■ **EXTRACT TO READ**
########
# LO2 with **Datalog** — Robust (Patched)
We keep Datalog for the **core logic** (exclude watched, mark watchlist),
and compute **genre/director likes/dislikes** directly in Python (stable).

**Datalog:** `recommendedBase(U,N,Y) :- candidateFor(U,N,Y) ∧ not watched_fact(U,N,Y)`


In [1]:

import pandas as pd
import ast, re
from pathlib import Path

# Auto-detect project root
here = Path.cwd()
candidate = here
while candidate != candidate.parent and not (candidate / "data").exists():
    candidate = candidate.parent
project_root = candidate if (candidate / "data").exists() else Path(".")
print("Detected project_root:", project_root.resolve())

# Paths
watched_path   = project_root / "data" / "letterboxd_export" / "watched.csv"
watchlist_path = project_root / "data" / "letterboxd_export" / "watchlist.csv"
candidates_path= project_root / "data" / "kg" / "tmdb_rerank_with_embedding_results_movies_only.csv"

# enriched-merged uploaded in this session or local fallback
enriched_uploaded = Path("/mnt/data/0bf2f757-dc8c-43d8-9f82-d2705737b4fe.csv")
enriched_local = project_root / "data" / "enriched_merged.csv"
enriched_path = enriched_uploaded if enriched_uploaded.exists() else enriched_local
print("Using enriched file:", enriched_path)

out_csv = project_root / "data" / "kg" / "rerank_LO2_watchlist_likes_dislikes_PATCHED.csv"


Detected project_root: /Users/tschaffel/PycharmProjects/letterboxd-KG
Using enriched file: /Users/tschaffel/PycharmProjects/letterboxd-KG/data/enriched_merged.csv


## Load & Normalize

In [2]:

watched_df = pd.read_csv(watched_path)
watchlist_df = pd.read_csv(watchlist_path)
recs_df = pd.read_csv(candidates_path)
enriched_df = pd.read_csv(enriched_path)

# lowercase columns
for df in (watched_df, watchlist_df, recs_df, enriched_df):
    df.columns = [c.lower() for c in df.columns]

def pick(cols, opts):
    for o in opts:
        if o in cols: return o
    return None

# pick columns
watched_name_col = pick(watched_df.columns, ["name","film name","title"])
watched_year_col = pick(watched_df.columns, ["year","release year","release_year"])
watch_name_col   = pick(watchlist_df.columns, ["name","film name","title","candidate_title","movie","movie_title","original_title"])
########
■ **DIRECTIVE A**
Return every line of the records that contains the string "query", treating uppercase and lowercase as different.
The notebook above and the records after it are unrelated material.

■ **Records contained in a dataset**
########
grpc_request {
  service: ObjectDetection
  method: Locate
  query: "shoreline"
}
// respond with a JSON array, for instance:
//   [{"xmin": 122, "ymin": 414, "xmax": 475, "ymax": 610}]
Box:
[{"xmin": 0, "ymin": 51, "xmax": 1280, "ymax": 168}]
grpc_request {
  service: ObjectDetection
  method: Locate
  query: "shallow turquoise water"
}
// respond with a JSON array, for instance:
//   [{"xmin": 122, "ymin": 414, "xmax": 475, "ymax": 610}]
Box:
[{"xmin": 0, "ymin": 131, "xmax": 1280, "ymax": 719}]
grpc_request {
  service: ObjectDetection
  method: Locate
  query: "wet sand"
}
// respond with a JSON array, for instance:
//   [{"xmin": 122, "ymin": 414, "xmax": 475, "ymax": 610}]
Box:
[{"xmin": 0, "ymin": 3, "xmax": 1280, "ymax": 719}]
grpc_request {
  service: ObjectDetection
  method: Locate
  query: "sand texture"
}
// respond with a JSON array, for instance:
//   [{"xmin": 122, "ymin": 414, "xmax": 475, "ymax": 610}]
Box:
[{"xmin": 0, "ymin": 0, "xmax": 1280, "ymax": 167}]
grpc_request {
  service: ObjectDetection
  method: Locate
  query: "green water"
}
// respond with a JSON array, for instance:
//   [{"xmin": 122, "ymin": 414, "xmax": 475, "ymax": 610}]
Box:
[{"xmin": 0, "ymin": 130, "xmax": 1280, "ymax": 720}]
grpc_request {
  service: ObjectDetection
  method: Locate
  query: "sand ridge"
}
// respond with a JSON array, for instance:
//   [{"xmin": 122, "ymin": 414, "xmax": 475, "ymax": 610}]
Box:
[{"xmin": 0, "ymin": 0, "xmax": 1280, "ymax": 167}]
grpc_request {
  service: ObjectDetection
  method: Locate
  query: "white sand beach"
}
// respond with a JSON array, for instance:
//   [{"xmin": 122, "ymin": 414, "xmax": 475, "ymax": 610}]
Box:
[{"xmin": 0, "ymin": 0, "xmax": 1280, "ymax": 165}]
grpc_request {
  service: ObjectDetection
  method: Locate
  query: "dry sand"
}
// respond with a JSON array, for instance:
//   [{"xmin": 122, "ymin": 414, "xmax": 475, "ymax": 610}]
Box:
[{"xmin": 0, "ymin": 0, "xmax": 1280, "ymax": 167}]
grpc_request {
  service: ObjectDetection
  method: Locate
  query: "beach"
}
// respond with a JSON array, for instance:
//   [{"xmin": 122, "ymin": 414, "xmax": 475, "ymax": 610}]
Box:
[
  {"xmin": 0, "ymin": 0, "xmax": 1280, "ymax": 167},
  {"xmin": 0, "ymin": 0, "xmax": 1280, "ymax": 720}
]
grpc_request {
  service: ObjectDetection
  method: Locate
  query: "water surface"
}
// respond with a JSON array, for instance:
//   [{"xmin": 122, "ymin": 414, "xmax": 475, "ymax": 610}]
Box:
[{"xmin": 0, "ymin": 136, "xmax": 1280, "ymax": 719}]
########
■ **DIRECTIVE B**
Answer these questions about the Datalog notebook:
(i) Which likes and dislikes does the notebook compute directly in Python rather than in Datalog?
(ii) What project root does the printed output report as detected?
(iii) Which candidate column names are passed to `pick` when choosing the year column of the watched data?

■ **FULL OUTPUT A**
  query: "shoreline"
  query: "shallow turquoise water"
  query: "wet sand"
  query: "sand texture"
  query: "green water"
  query: "sand ridge"
  query: "white sand beach"
  query: "dry sand"
  query: "beach"
  query: "water surface"

■ **FULL OUTPUT B**
(i) Genre and director likes and dislikes.
(ii) /Users/tschaffel/PycharmProjects/letterboxd-KG
(iii) "year", "release year" and "release_year".